### Task instructions
Retype every one of the records below without changing a single character.
====== Exercise inputs ======
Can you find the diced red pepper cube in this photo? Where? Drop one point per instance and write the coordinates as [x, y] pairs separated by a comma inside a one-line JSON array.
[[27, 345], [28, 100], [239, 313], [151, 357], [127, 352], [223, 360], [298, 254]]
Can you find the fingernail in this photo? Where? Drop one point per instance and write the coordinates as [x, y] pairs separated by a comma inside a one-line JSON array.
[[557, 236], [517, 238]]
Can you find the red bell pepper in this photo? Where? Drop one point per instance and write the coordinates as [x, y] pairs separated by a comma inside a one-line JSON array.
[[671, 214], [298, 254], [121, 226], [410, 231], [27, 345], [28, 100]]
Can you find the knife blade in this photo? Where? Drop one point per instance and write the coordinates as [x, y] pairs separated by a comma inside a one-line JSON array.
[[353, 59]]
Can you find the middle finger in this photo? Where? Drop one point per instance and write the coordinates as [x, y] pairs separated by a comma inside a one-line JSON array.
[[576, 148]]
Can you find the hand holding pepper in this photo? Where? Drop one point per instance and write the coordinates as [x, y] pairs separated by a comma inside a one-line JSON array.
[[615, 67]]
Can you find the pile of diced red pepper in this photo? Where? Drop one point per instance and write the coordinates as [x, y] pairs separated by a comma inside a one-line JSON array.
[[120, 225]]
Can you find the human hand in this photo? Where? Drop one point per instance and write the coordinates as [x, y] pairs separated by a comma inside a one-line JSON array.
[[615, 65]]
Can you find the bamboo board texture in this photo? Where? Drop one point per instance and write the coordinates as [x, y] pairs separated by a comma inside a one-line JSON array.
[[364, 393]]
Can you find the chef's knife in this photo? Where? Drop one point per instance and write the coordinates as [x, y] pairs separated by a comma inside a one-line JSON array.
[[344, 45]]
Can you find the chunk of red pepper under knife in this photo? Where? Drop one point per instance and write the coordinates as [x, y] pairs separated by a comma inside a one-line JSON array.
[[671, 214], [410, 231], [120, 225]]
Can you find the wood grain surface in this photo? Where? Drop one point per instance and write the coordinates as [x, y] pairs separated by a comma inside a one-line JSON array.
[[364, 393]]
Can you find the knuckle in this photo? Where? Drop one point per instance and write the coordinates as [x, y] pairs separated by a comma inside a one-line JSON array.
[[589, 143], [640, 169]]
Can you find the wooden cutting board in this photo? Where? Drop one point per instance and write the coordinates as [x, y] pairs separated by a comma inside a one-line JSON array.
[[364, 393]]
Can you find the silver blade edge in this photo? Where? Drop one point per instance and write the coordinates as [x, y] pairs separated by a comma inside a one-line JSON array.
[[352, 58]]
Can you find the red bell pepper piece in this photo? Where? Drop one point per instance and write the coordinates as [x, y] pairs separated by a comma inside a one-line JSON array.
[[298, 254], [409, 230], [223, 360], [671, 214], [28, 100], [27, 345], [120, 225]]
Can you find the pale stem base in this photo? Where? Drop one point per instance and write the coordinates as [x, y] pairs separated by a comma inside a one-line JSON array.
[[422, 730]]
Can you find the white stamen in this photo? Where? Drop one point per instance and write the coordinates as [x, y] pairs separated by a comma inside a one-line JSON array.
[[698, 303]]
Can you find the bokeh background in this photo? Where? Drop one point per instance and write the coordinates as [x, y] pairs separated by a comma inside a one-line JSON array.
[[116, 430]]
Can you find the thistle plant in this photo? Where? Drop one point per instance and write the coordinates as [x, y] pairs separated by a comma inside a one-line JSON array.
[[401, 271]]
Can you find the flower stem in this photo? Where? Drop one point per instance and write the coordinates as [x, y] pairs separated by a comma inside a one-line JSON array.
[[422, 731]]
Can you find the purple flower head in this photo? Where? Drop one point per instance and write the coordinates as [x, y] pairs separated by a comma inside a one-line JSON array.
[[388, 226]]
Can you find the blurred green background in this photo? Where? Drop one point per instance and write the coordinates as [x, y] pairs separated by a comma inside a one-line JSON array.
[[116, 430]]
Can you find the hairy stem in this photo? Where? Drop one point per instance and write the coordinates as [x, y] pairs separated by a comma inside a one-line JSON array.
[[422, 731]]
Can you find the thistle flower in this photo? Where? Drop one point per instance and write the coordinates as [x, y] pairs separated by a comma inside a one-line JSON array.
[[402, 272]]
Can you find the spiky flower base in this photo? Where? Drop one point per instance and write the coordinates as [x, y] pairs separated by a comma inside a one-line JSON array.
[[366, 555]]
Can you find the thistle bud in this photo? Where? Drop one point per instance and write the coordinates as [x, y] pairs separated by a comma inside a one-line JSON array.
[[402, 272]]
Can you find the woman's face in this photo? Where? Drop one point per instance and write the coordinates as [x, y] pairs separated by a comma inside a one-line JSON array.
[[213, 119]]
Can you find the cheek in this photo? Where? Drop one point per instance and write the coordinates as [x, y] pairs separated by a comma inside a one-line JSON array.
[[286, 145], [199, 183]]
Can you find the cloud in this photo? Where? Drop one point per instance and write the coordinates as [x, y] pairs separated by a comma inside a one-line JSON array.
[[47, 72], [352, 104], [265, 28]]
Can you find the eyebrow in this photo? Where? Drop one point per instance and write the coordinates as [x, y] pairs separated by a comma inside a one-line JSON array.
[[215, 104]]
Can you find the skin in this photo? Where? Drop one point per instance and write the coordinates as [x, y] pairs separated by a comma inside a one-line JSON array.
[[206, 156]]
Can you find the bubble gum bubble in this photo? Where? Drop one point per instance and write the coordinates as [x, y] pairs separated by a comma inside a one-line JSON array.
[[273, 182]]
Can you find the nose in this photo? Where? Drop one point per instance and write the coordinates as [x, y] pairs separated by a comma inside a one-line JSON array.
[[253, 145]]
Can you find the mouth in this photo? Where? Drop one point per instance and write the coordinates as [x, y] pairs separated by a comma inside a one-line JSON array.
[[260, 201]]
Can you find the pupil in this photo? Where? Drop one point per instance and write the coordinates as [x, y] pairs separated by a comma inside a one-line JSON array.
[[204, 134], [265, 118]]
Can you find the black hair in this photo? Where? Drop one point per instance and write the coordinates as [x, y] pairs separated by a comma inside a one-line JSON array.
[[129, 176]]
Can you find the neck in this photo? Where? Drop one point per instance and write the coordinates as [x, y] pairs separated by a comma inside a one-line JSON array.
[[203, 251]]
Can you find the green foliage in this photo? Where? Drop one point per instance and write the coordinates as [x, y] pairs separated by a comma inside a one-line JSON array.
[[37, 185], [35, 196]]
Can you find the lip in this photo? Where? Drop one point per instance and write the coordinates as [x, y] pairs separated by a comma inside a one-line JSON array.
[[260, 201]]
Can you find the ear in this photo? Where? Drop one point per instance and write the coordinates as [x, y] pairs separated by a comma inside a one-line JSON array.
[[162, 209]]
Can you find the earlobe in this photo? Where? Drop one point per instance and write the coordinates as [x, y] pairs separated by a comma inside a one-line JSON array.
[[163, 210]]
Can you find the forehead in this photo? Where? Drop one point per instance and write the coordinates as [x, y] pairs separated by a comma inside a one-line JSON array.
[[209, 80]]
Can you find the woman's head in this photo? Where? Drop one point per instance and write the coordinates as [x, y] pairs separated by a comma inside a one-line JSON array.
======
### Solution
Can you find the diced red pepper cube in this photo? Where? Drop one point per instance and write the coordinates as [x, y] pairs separated by a comma inside a one-line JSON array.
[[27, 345], [28, 100], [239, 313], [151, 357], [127, 352], [223, 360], [298, 254]]
Can you find the fingernail in this photo? Where? Drop one point per instance and write the coordinates as [x, y] pairs separated by a comma inside a one-line JSON array.
[[557, 236], [517, 238]]
Can you find the red bell pepper in this photo? Where? Drop one point per instance and write the coordinates as [x, y] pairs separated by a comma inside a one-line JSON array.
[[671, 214], [298, 254], [121, 226], [410, 231], [27, 345], [28, 100]]
Can you find the knife blade in this photo? Where? Drop one point per instance and write the coordinates as [x, y] pairs separated by a comma inside a one-line JSON array.
[[353, 59]]
Can you find the middle finger in this photo? Where? Drop one point per instance and write the coordinates as [x, y] pairs separated by a comma inside a one-line JSON array.
[[576, 148]]
Can you find the hand holding pepper in this photo? Where? Drop one point per instance and write the coordinates as [x, y] pairs separated by a comma inside a one-line JSON array.
[[615, 67]]
Can you find the pile of diced red pepper in this photo? Where? Drop one point per instance and write the coordinates as [x, y] pairs separated by a comma inside a one-line JSON array.
[[120, 225]]
Can you find the human hand in this photo? Where? Drop one point per instance and write the coordinates as [x, y] pairs separated by a comma inside a one-line JSON array.
[[615, 65]]
Can you find the bamboo board texture in this photo? Where? Drop one point per instance and write the coordinates as [x, y] pairs separated by a comma inside a one-line JSON array.
[[364, 393]]
Can you find the chef's knife in this photo? Where? Drop one point per instance and write the coordinates as [x, y] pairs separated by a comma inside a one-line JSON array.
[[344, 45]]
Can you find the chunk of red pepper under knife in this photo? Where? Drop one point per instance and write the coordinates as [x, y] pairs separated by a comma inside a one-line JSON array.
[[671, 214], [410, 231], [120, 225]]
Can you find the wood grain surface in this photo? Where? Drop one point per instance and write the coordinates as [x, y] pairs separated by a comma inside a one-line JSON array.
[[364, 393]]
Can you find the knuckle in this photo? Where? Drop one point per instance and write the coordinates as [x, y] pairs separated by a comma inside a one-line JSON array.
[[589, 143], [640, 169]]
Can you find the wooden cutting board in this photo? Where? Drop one point per instance and write the coordinates as [x, y] pairs separated by a comma inside a one-line JSON array.
[[364, 393]]
Can you find the silver blade edge in this photo? Where? Drop one point per instance and write the coordinates as [x, y] pairs separated by a comma inside a one-line JSON array.
[[352, 58]]
Can you find the red bell pepper piece in this photo? Where? Drop one point per instance and write the coordinates as [x, y] pairs separated by a comma inside a one-line JSON array.
[[298, 254], [409, 230], [223, 360], [671, 214], [28, 100], [27, 345], [120, 225]]
Can you find the pale stem base in this photo? Where? Drop one point per instance and write the coordinates as [x, y] pairs separated by a comma inside a one-line JSON array.
[[422, 730]]
Can you find the white stamen in this photo? Where? Drop one point per instance and write the coordinates as [x, y] pairs separated by a comma inside a one-line JSON array.
[[698, 303]]
Can you find the bokeh background in this photo? Where? Drop one point per instance and write the coordinates as [x, y] pairs separated by a comma inside a one-line JSON array.
[[116, 430]]
Can you find the thistle plant in this photo? Where? Drop one point per instance and write the coordinates as [x, y] pairs separated by a comma inside a one-line JSON array.
[[401, 271]]
Can you find the flower stem in this photo? Where? Drop one point per instance and write the coordinates as [x, y] pairs separated by a comma inside a one-line JSON array.
[[422, 731]]
Can you find the purple flower head in this photo? Where? Drop one point per instance and write the coordinates as [x, y] pairs separated by a comma inside a one-line JSON array.
[[388, 226]]
Can you find the blurred green background in this photo? Where? Drop one point per instance and write the coordinates as [x, y] pairs separated by a comma inside a one-line JSON array.
[[116, 430]]
Can you find the hairy stem in this photo? Where? Drop one point per instance and write the coordinates as [x, y] pairs separated by a comma inside a one-line JSON array.
[[422, 731]]
Can you find the thistle flower in this photo? Where? Drop one point per instance and write the coordinates as [x, y] pairs separated by a comma inside a one-line JSON array.
[[402, 272]]
Can you find the spiky flower base in this photo? Where? Drop one point per instance and write the coordinates as [x, y] pairs separated by a comma inside a one-line JSON array.
[[366, 555]]
Can you find the thistle bud in this photo? Where? Drop one point per instance and write the coordinates as [x, y] pairs separated by a comma inside a one-line JSON array.
[[402, 272]]
Can you find the woman's face in this photo? Where? Drop one point per instance and write the coordinates as [x, y] pairs separated by a comma inside a one-line JSON array.
[[213, 119]]
Can you find the cheek in this photo? Where? Drop one point per instance and write the coordinates as [x, y] pairs separated by a comma inside a one-line JSON array.
[[286, 145], [199, 183]]
Can you find the cloud in this photo? Where? Drop one point per instance and write the coordinates as [x, y] pairs separated by a comma inside a one-line JSON array.
[[47, 72], [352, 104], [265, 28]]
Can you find the eyebrow in this photo? Where? Drop one point per instance and write the coordinates as [x, y] pairs separated by a comma inside a one-line JSON array.
[[215, 104]]
Can you find the skin in this photo? Where? Drop one point per instance and write the coordinates as [x, y] pairs separated by a comma inside a one-line JSON array.
[[206, 156]]
Can you find the bubble gum bubble in this photo? Where? Drop one point per instance and write the coordinates as [x, y] pairs separated by a comma inside a one-line JSON array.
[[273, 182]]
Can you find the nose in this photo? Where? Drop one point per instance and write the coordinates as [x, y] pairs separated by a comma inside a one-line JSON array.
[[253, 145]]
Can you find the mouth in this photo? Where? Drop one point per instance and write the coordinates as [x, y] pairs separated by a comma inside a one-line JSON array.
[[260, 201]]
Can you find the pupil in this photo? Where? Drop one point per instance and write the coordinates as [x, y] pairs separated by a comma inside a one-line JSON array.
[[204, 134], [265, 118]]
Can you find the black hair in this photo? Where? Drop one point per instance and write the coordinates as [x, y] pairs separated by a comma inside a one-line JSON array.
[[129, 176]]
Can you find the neck in this photo? Where? Drop one point per instance and write the coordinates as [x, y] pairs separated by a comma inside a one-line JSON array.
[[203, 251]]
Can you find the green foliage in this photo? Where? Drop one point per instance and write the coordinates as [x, y] pairs separated by a comma inside a one-line JSON array.
[[37, 185], [35, 196]]
Can you find the lip in this photo? Where? Drop one point per instance and write the coordinates as [x, y] pairs separated by a comma inside a one-line JSON array.
[[260, 201]]
Can you find the ear in this photo? Where? Drop one point per instance and write the coordinates as [x, y] pairs separated by a comma inside a one-line JSON array.
[[162, 209]]
Can you find the earlobe in this photo? Where? Drop one point per instance and write the coordinates as [x, y] pairs separated by a comma inside a one-line JSON array.
[[163, 210]]
Can you find the forehead in this photo? Where? Drop one point per instance and write the coordinates as [x, y] pairs separated by a comma inside a one-line JSON array.
[[209, 80]]
Can you find the woman's head in this photo? Where? Drop one point per instance and write the coordinates as [x, y] pairs separated by a comma inside a one-line JSON array.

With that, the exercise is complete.